YOUR INSTRUCTIONS:
In the data below, find the line containing "positive clicks: (278, 202) (335, 204)", then set down that line and every later line up to and including the line containing "box: [377, 209, 450, 241]", exactly.

EXTRACTED DATA:
------

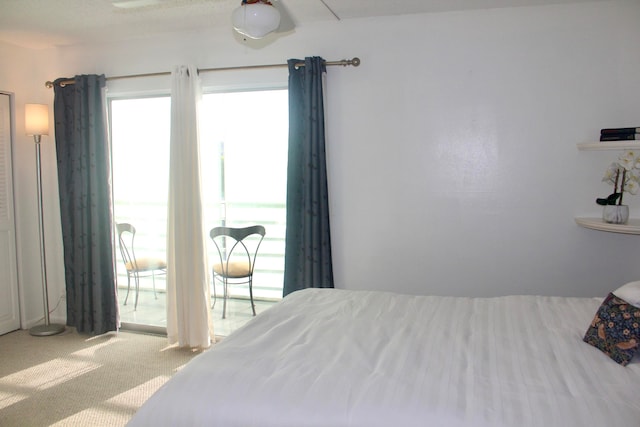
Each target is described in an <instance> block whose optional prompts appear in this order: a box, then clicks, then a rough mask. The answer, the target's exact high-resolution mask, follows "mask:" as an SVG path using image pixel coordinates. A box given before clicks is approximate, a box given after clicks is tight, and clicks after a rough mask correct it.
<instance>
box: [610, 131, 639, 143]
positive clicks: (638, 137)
mask: <svg viewBox="0 0 640 427" xmlns="http://www.w3.org/2000/svg"><path fill="white" fill-rule="evenodd" d="M600 141H640V133H628V134H622V133H621V134H619V135H600Z"/></svg>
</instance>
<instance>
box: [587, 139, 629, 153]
mask: <svg viewBox="0 0 640 427" xmlns="http://www.w3.org/2000/svg"><path fill="white" fill-rule="evenodd" d="M578 150H582V151H602V150H640V141H603V142H587V143H582V144H578Z"/></svg>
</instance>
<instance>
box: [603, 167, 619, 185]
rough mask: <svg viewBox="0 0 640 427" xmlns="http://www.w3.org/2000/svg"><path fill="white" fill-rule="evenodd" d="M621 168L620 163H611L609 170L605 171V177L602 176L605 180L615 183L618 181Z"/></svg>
mask: <svg viewBox="0 0 640 427" xmlns="http://www.w3.org/2000/svg"><path fill="white" fill-rule="evenodd" d="M619 170H620V165H619V164H618V163H615V162H614V163H611V164H610V165H609V167H608V168H607V170H606V171H605V172H604V177H602V181H603V182H608V183H609V184H614V183H615V181H616V175H617V174H618V171H619Z"/></svg>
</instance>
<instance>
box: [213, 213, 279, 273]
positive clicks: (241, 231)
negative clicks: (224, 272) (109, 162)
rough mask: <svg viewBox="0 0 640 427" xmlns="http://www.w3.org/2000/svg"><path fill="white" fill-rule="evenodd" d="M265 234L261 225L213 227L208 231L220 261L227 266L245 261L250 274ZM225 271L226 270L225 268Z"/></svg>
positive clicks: (261, 225) (252, 268) (227, 270)
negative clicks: (212, 227) (260, 245)
mask: <svg viewBox="0 0 640 427" xmlns="http://www.w3.org/2000/svg"><path fill="white" fill-rule="evenodd" d="M265 234H266V231H265V228H264V227H263V226H262V225H253V226H250V227H243V228H234V227H214V228H212V229H211V231H210V232H209V236H210V237H211V240H213V243H214V244H215V246H216V249H217V251H218V256H219V258H220V263H221V264H227V266H228V265H229V263H232V262H247V263H249V271H250V273H249V274H250V275H253V268H254V265H255V261H256V256H257V255H258V249H259V248H260V244H261V243H262V240H263V239H264V236H265ZM225 271H228V270H227V269H226V268H225Z"/></svg>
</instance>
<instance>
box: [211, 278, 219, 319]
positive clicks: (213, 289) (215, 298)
mask: <svg viewBox="0 0 640 427" xmlns="http://www.w3.org/2000/svg"><path fill="white" fill-rule="evenodd" d="M211 283H212V284H213V304H211V309H212V310H213V309H214V308H215V306H216V300H217V299H218V296H217V294H216V274H215V273H213V278H212V279H211Z"/></svg>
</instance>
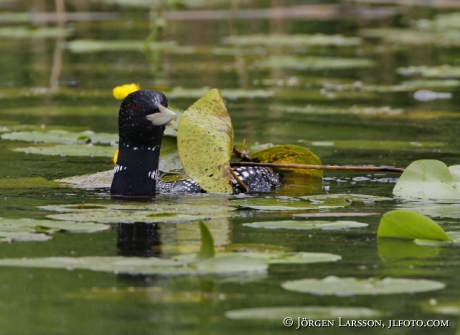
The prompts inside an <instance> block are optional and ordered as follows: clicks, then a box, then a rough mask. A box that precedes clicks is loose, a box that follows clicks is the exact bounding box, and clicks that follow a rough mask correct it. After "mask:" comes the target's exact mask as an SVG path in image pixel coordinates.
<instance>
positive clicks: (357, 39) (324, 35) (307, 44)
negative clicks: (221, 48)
mask: <svg viewBox="0 0 460 335" xmlns="http://www.w3.org/2000/svg"><path fill="white" fill-rule="evenodd" d="M361 42H362V40H361V38H359V37H348V36H347V37H346V36H343V35H324V34H313V35H308V34H292V35H285V34H272V35H240V36H229V37H225V38H224V39H223V40H222V43H224V44H232V45H238V46H250V47H251V46H254V45H264V46H270V47H271V46H287V47H289V46H292V47H295V48H299V47H301V46H312V45H320V46H327V45H333V46H338V47H343V46H356V45H360V44H361Z"/></svg>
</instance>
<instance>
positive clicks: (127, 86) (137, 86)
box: [113, 84, 140, 100]
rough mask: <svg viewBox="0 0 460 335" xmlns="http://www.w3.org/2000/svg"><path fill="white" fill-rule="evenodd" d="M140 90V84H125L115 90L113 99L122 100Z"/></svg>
mask: <svg viewBox="0 0 460 335" xmlns="http://www.w3.org/2000/svg"><path fill="white" fill-rule="evenodd" d="M139 90H140V86H139V85H138V84H124V85H121V86H117V87H115V88H114V89H113V97H114V98H115V99H118V100H122V99H124V98H126V96H127V95H128V94H130V93H133V92H136V91H139Z"/></svg>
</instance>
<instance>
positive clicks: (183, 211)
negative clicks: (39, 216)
mask: <svg viewBox="0 0 460 335" xmlns="http://www.w3.org/2000/svg"><path fill="white" fill-rule="evenodd" d="M40 208H41V209H45V210H51V211H57V212H60V214H52V215H48V216H47V217H48V218H51V219H53V220H63V221H74V222H98V223H119V222H122V223H135V222H145V223H154V222H192V221H197V220H207V219H209V218H226V217H231V216H232V211H233V210H234V208H233V207H229V206H217V205H193V204H163V205H160V204H156V203H155V204H148V205H141V204H139V205H137V206H136V205H117V204H111V205H107V206H100V205H99V206H98V205H95V206H93V205H91V204H86V206H85V207H81V206H74V205H60V206H42V207H40Z"/></svg>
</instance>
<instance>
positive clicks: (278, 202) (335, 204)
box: [232, 197, 350, 211]
mask: <svg viewBox="0 0 460 335" xmlns="http://www.w3.org/2000/svg"><path fill="white" fill-rule="evenodd" d="M232 204H234V205H237V206H239V207H242V208H252V209H259V210H265V211H300V210H315V209H316V210H318V209H329V208H340V207H346V206H350V203H349V202H348V201H343V200H337V199H333V200H331V201H326V202H321V203H311V202H309V201H305V200H301V199H296V198H287V197H279V198H246V199H237V200H232Z"/></svg>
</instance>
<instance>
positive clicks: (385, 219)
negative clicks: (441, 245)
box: [377, 209, 450, 241]
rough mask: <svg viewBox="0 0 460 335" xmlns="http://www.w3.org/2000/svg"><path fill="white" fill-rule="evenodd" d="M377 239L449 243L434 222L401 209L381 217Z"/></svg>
mask: <svg viewBox="0 0 460 335" xmlns="http://www.w3.org/2000/svg"><path fill="white" fill-rule="evenodd" d="M377 237H393V238H405V239H412V240H413V239H432V240H438V241H450V237H449V236H448V235H447V234H446V233H445V232H444V230H443V229H442V228H441V227H440V226H439V225H438V224H437V223H436V222H434V221H433V220H431V219H429V218H427V217H426V216H424V215H421V214H419V213H416V212H412V211H407V210H402V209H400V210H394V211H391V212H388V213H385V214H384V215H383V216H382V219H381V220H380V224H379V228H378V231H377Z"/></svg>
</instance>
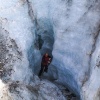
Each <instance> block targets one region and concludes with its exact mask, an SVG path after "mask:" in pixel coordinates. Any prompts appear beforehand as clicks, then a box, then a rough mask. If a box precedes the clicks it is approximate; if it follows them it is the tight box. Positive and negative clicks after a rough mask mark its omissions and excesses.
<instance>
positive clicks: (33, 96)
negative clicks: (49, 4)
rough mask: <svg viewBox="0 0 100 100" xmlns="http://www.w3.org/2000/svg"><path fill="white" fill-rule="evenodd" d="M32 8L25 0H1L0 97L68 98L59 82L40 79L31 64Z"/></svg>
mask: <svg viewBox="0 0 100 100" xmlns="http://www.w3.org/2000/svg"><path fill="white" fill-rule="evenodd" d="M29 12H30V8H29V6H28V2H27V1H26V0H13V1H12V0H7V1H2V0H0V100H44V99H46V100H47V99H48V100H65V97H64V96H63V95H62V92H61V91H60V90H59V89H58V87H57V86H55V85H54V84H53V83H51V82H49V81H46V80H43V81H40V79H39V78H38V77H37V76H35V75H34V73H33V72H32V69H31V68H30V64H29V63H30V62H29V58H28V52H29V51H30V48H31V47H32V44H33V42H34V38H35V35H34V34H35V26H34V23H33V21H32V20H31V18H30V14H29ZM33 45H34V44H33ZM32 50H33V51H31V55H33V54H32V53H33V52H34V54H38V55H37V57H38V56H39V57H40V54H39V50H34V46H33V49H32ZM35 51H36V52H35ZM32 60H34V59H32ZM36 60H37V59H36ZM33 62H34V61H33ZM33 64H34V63H33ZM48 90H49V91H48Z"/></svg>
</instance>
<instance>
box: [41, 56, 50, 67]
mask: <svg viewBox="0 0 100 100" xmlns="http://www.w3.org/2000/svg"><path fill="white" fill-rule="evenodd" d="M49 61H50V60H49V57H46V56H43V58H42V65H43V66H45V65H46V66H47V65H48V64H49V63H48V62H49Z"/></svg>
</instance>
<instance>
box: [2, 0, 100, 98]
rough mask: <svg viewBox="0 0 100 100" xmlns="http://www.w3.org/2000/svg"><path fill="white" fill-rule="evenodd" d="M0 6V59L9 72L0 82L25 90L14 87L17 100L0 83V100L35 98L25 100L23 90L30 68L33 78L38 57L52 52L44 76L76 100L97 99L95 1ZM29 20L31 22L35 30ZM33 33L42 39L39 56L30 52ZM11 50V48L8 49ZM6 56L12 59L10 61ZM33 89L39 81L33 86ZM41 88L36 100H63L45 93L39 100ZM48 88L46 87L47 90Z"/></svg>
mask: <svg viewBox="0 0 100 100" xmlns="http://www.w3.org/2000/svg"><path fill="white" fill-rule="evenodd" d="M0 2H1V3H0V32H1V33H0V36H1V35H4V37H5V38H4V39H3V38H0V41H1V40H2V41H3V43H5V44H6V47H7V50H8V51H9V52H7V54H6V53H5V54H4V55H5V56H6V58H5V59H6V60H9V63H6V64H5V68H6V70H8V69H9V68H12V69H13V71H12V74H11V76H9V75H8V73H6V74H7V76H3V81H7V82H8V81H11V83H14V82H15V83H16V81H19V82H20V83H21V84H25V85H24V86H23V87H22V88H23V91H22V90H21V88H20V86H21V84H19V86H18V90H19V91H20V92H21V93H20V95H19V96H18V97H17V93H15V92H14V91H15V90H14V91H13V94H10V92H8V91H9V84H8V83H3V81H1V80H0V88H1V89H2V88H3V87H5V91H6V90H7V92H6V93H4V94H8V95H9V97H8V98H2V100H11V99H12V98H13V99H14V100H22V98H21V97H20V96H25V97H24V99H27V100H31V99H33V98H37V97H35V96H36V95H37V94H34V93H33V94H34V95H33V94H30V91H31V90H28V89H27V85H29V84H30V82H31V81H32V77H33V72H32V69H31V68H32V67H34V68H33V70H34V72H35V73H38V71H39V68H40V62H41V54H43V53H44V52H45V51H46V49H48V52H50V53H51V52H52V54H53V61H52V63H51V65H50V66H49V72H48V74H44V76H46V77H47V76H48V77H49V78H52V79H54V80H56V82H58V83H61V84H63V85H65V86H66V87H68V88H70V89H71V90H72V91H73V92H74V93H76V95H80V97H81V99H82V100H99V99H100V79H99V76H100V65H99V62H100V58H99V56H100V52H99V44H100V35H99V28H100V23H99V22H100V7H99V5H100V1H99V0H89V1H88V0H84V1H82V0H13V1H12V0H6V1H2V0H0ZM28 4H29V5H28ZM29 6H31V9H29ZM29 10H30V11H31V15H29V12H30V11H29ZM35 20H37V26H36V21H35ZM35 32H37V34H40V35H41V36H42V39H44V44H43V48H42V49H41V50H40V51H39V50H36V48H35V46H34V41H35V38H36V36H35V34H36V33H35ZM53 38H54V41H53ZM12 39H13V40H14V41H15V42H14V41H12ZM53 42H54V44H53ZM11 45H12V48H10V46H11ZM18 52H20V53H18ZM21 53H22V54H21ZM9 54H10V55H13V57H11V58H10V56H9ZM30 67H31V68H30ZM37 80H38V78H37ZM35 82H36V80H35V81H34V83H35ZM38 83H40V81H39V82H37V83H36V84H38ZM16 84H17V83H16ZM31 84H32V85H35V84H33V83H31ZM46 84H47V85H46V87H41V88H40V97H39V100H43V98H46V99H47V98H49V99H50V100H51V99H52V100H56V99H57V100H64V97H63V96H62V94H61V93H60V96H61V98H60V97H59V99H58V98H57V95H56V93H57V91H58V90H56V92H54V94H52V96H53V98H52V96H51V97H50V96H49V97H48V94H49V92H50V91H47V94H46V93H45V95H44V94H42V92H43V93H44V92H45V91H46V90H45V89H47V87H48V85H49V82H47V83H46ZM50 84H51V83H50ZM29 86H30V85H29ZM52 86H53V85H52V84H51V86H50V87H51V88H52ZM54 87H55V86H54ZM54 87H53V89H54ZM41 89H42V90H43V91H42V90H41ZM51 90H52V89H51ZM2 93H3V92H2ZM1 95H3V94H0V96H1ZM32 95H33V96H32ZM55 95H56V98H55V97H54V96H55ZM1 97H2V96H1ZM28 97H30V98H28ZM49 99H48V100H49Z"/></svg>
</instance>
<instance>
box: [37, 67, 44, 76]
mask: <svg viewBox="0 0 100 100" xmlns="http://www.w3.org/2000/svg"><path fill="white" fill-rule="evenodd" d="M43 69H44V66H41V70H40V72H39V74H38V76H41V74H42V72H43Z"/></svg>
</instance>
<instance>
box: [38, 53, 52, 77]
mask: <svg viewBox="0 0 100 100" xmlns="http://www.w3.org/2000/svg"><path fill="white" fill-rule="evenodd" d="M50 63H51V57H50V56H49V54H48V53H45V54H44V56H43V57H42V62H41V70H40V72H39V74H38V76H39V77H40V76H41V74H42V73H43V72H47V71H48V66H49V64H50Z"/></svg>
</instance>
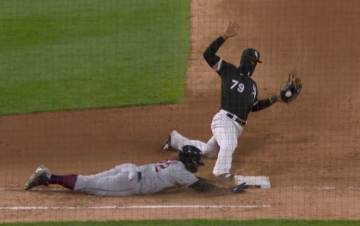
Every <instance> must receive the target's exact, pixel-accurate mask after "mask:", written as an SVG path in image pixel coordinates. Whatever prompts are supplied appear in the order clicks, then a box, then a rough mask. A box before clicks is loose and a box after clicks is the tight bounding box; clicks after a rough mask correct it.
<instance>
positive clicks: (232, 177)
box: [218, 173, 234, 180]
mask: <svg viewBox="0 0 360 226" xmlns="http://www.w3.org/2000/svg"><path fill="white" fill-rule="evenodd" d="M218 177H219V178H220V179H222V180H232V179H233V178H234V175H233V174H231V173H223V174H220V175H219V176H218Z"/></svg>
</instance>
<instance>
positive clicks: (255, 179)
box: [234, 175, 271, 188]
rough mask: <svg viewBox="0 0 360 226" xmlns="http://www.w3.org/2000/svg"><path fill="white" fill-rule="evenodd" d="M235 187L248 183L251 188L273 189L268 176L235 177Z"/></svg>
mask: <svg viewBox="0 0 360 226" xmlns="http://www.w3.org/2000/svg"><path fill="white" fill-rule="evenodd" d="M234 179H235V185H239V184H242V183H244V182H246V184H247V185H249V186H250V187H260V188H271V184H270V179H269V177H266V176H241V175H235V176H234Z"/></svg>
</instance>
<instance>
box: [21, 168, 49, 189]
mask: <svg viewBox="0 0 360 226" xmlns="http://www.w3.org/2000/svg"><path fill="white" fill-rule="evenodd" d="M50 176H51V173H50V172H49V170H48V169H47V168H46V167H44V166H39V167H38V168H36V170H35V173H34V174H33V175H31V176H30V178H29V180H28V181H27V182H26V184H25V185H24V190H29V189H31V188H33V187H36V186H39V185H45V186H48V185H49V180H50Z"/></svg>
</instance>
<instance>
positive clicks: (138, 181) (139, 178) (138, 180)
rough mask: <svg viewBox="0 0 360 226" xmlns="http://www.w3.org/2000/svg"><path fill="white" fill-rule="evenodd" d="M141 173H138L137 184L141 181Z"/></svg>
mask: <svg viewBox="0 0 360 226" xmlns="http://www.w3.org/2000/svg"><path fill="white" fill-rule="evenodd" d="M141 177H142V173H141V172H140V171H138V183H139V182H140V181H141Z"/></svg>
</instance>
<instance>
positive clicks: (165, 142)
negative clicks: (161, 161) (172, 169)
mask: <svg viewBox="0 0 360 226" xmlns="http://www.w3.org/2000/svg"><path fill="white" fill-rule="evenodd" d="M170 148H172V147H171V135H170V136H169V138H168V139H167V140H166V141H165V143H164V144H163V147H162V149H163V150H164V151H165V150H169V149H170Z"/></svg>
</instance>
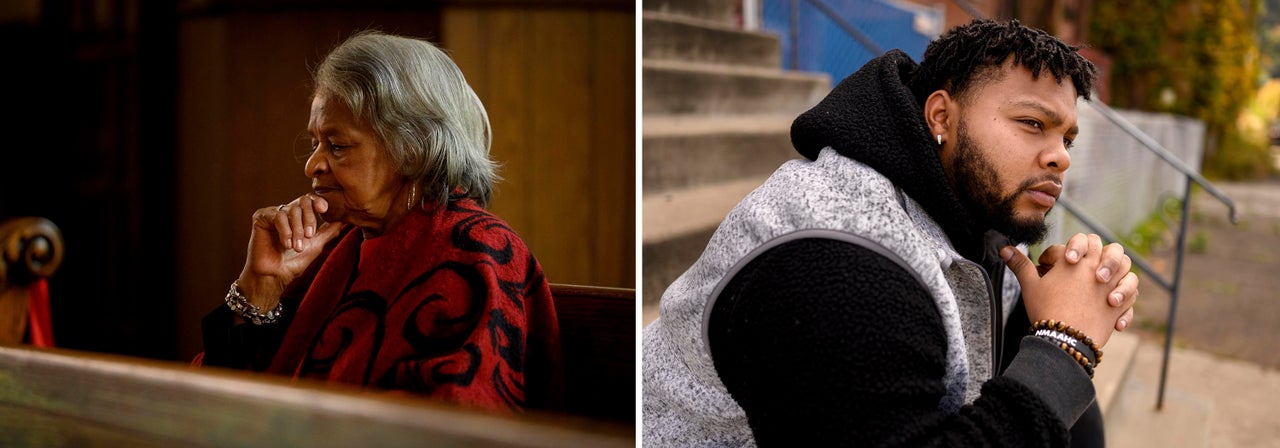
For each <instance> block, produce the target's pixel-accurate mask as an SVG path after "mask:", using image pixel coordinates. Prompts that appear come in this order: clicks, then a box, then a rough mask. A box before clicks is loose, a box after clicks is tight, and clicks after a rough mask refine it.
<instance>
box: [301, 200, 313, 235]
mask: <svg viewBox="0 0 1280 448" xmlns="http://www.w3.org/2000/svg"><path fill="white" fill-rule="evenodd" d="M312 202H314V201H312V200H311V195H303V196H302V197H300V198H298V209H301V210H302V234H303V236H306V237H307V238H311V237H315V236H316V212H315V204H312Z"/></svg>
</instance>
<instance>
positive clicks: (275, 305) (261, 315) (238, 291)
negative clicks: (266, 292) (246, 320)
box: [227, 280, 284, 325]
mask: <svg viewBox="0 0 1280 448" xmlns="http://www.w3.org/2000/svg"><path fill="white" fill-rule="evenodd" d="M227 307H229V308H232V311H234V312H236V314H237V315H239V316H241V317H244V320H248V321H251V323H253V325H262V324H275V323H276V321H278V320H280V315H283V314H284V303H275V307H274V308H271V311H268V312H261V311H260V310H259V308H257V305H253V303H250V302H248V297H244V292H243V291H241V288H239V280H236V282H232V288H230V291H228V292H227Z"/></svg>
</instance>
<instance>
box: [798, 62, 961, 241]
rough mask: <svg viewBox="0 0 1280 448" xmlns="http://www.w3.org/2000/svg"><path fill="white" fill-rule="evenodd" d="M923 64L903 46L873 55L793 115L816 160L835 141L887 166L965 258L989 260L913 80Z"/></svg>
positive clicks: (801, 152) (888, 171) (810, 150)
mask: <svg viewBox="0 0 1280 448" xmlns="http://www.w3.org/2000/svg"><path fill="white" fill-rule="evenodd" d="M915 68H916V64H915V61H913V60H911V56H908V55H906V54H905V52H902V51H900V50H892V51H890V52H887V54H884V55H882V56H879V58H876V59H872V60H870V61H868V63H867V64H865V65H863V68H860V69H858V72H855V73H854V74H850V76H849V77H847V78H845V79H844V81H841V82H840V84H838V86H836V88H835V90H832V91H831V93H827V97H824V99H823V100H822V101H820V102H818V105H815V106H813V109H809V110H808V111H805V113H804V114H800V116H799V118H796V120H795V122H792V123H791V145H794V146H795V148H796V151H800V154H801V155H804V156H805V157H808V159H809V160H815V159H818V152H820V151H822V148H824V147H828V146H829V147H832V148H835V150H836V152H838V154H840V155H842V156H845V157H849V159H854V160H858V161H860V163H863V164H865V165H868V166H870V168H872V169H874V170H876V172H878V173H881V174H883V175H884V177H887V178H888V179H890V180H892V182H893V184H896V186H897V187H899V188H902V191H904V192H905V193H906V195H908V196H910V197H911V198H913V200H915V201H916V202H919V204H920V206H922V207H924V210H925V211H927V212H928V214H929V216H932V218H933V220H934V221H937V223H938V225H941V227H942V229H943V230H945V232H946V233H947V237H948V238H950V239H951V243H952V244H954V246H955V247H956V251H959V252H960V255H963V256H964V257H966V259H970V260H982V253H983V233H984V229H983V228H982V227H980V225H979V224H978V223H975V221H974V219H973V216H972V215H970V214H969V211H968V210H965V209H964V206H963V205H961V202H960V200H959V197H957V196H956V192H955V189H952V187H951V184H950V183H948V182H947V178H946V173H945V172H943V170H942V160H941V157H940V156H938V146H937V143H936V141H934V140H933V136H931V134H929V128H928V125H927V124H925V123H924V111H923V109H922V108H920V106H919V105H918V104H916V100H915V96H914V95H913V93H911V90H910V87H909V83H910V79H911V73H913V72H915Z"/></svg>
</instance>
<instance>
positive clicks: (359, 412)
mask: <svg viewBox="0 0 1280 448" xmlns="http://www.w3.org/2000/svg"><path fill="white" fill-rule="evenodd" d="M634 431H635V428H634V426H631V425H621V424H607V422H600V421H598V420H588V419H579V417H568V416H561V415H545V413H535V412H530V413H527V415H520V416H500V415H489V413H484V412H481V411H476V410H466V408H460V407H456V406H452V404H448V403H439V402H433V401H426V399H420V398H411V397H404V396H401V394H396V393H384V392H376V390H360V389H353V388H347V387H340V385H332V384H316V383H311V381H291V380H289V379H285V378H280V376H275V375H264V374H251V372H241V371H230V370H224V369H212V367H204V369H197V367H187V366H182V365H179V364H173V362H161V361H151V360H141V358H129V357H120V356H108V355H99V353H87V352H76V351H68V349H38V348H31V347H24V346H23V347H19V346H0V447H634V445H635V433H634Z"/></svg>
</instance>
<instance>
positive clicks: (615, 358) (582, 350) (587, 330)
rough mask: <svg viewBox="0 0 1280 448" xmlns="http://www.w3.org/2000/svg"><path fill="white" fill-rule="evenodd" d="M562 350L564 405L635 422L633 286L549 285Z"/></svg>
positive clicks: (634, 318) (634, 303) (625, 421)
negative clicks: (609, 287) (560, 330)
mask: <svg viewBox="0 0 1280 448" xmlns="http://www.w3.org/2000/svg"><path fill="white" fill-rule="evenodd" d="M550 287H552V298H553V301H554V302H556V316H557V317H558V319H559V329H561V348H562V351H563V355H564V407H566V411H567V412H570V413H573V415H580V416H588V417H593V419H605V420H612V421H621V422H628V424H632V425H634V424H635V416H636V407H635V390H636V365H635V358H636V352H635V343H636V328H637V326H636V292H635V289H618V288H600V287H581V285H571V284H552V285H550Z"/></svg>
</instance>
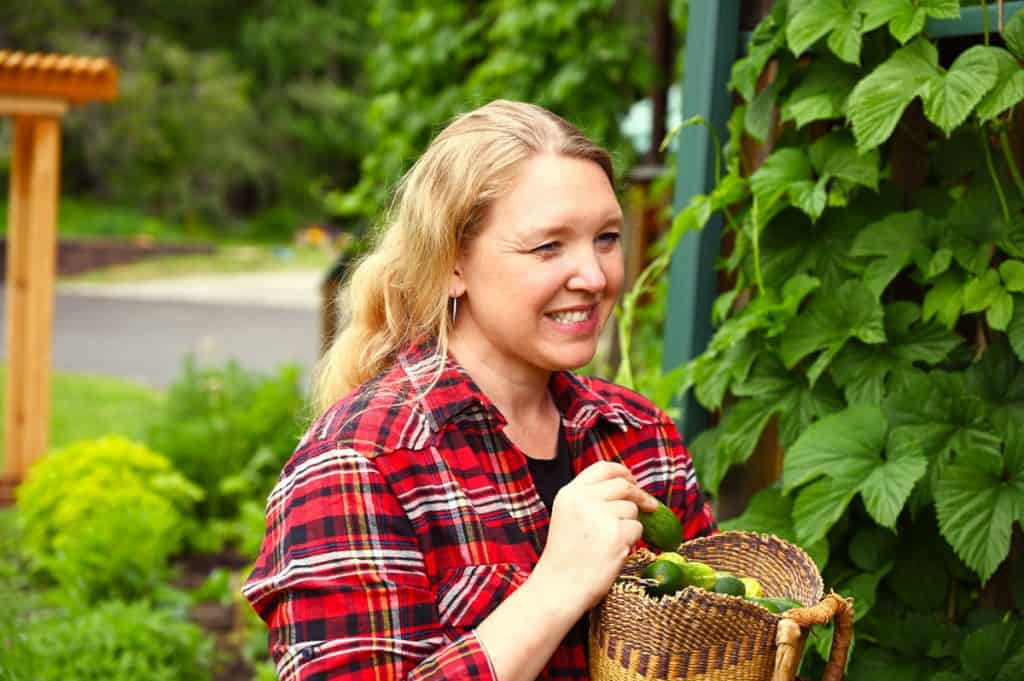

------

REPLY:
positive clicks: (278, 202) (335, 204)
box: [232, 197, 350, 211]
mask: <svg viewBox="0 0 460 335" xmlns="http://www.w3.org/2000/svg"><path fill="white" fill-rule="evenodd" d="M232 204H234V205H237V206H239V207H242V208H252V209H259V210H265V211H300V210H315V209H316V210H318V209H329V208H340V207H346V206H350V203H349V202H348V201H343V200H337V199H333V200H331V201H326V202H321V203H311V202H309V201H305V200H301V199H296V198H287V197H279V198H246V199H237V200H232Z"/></svg>
</instance>
<instance>
positive clicks: (385, 219)
negative clicks: (441, 245)
box: [377, 209, 450, 241]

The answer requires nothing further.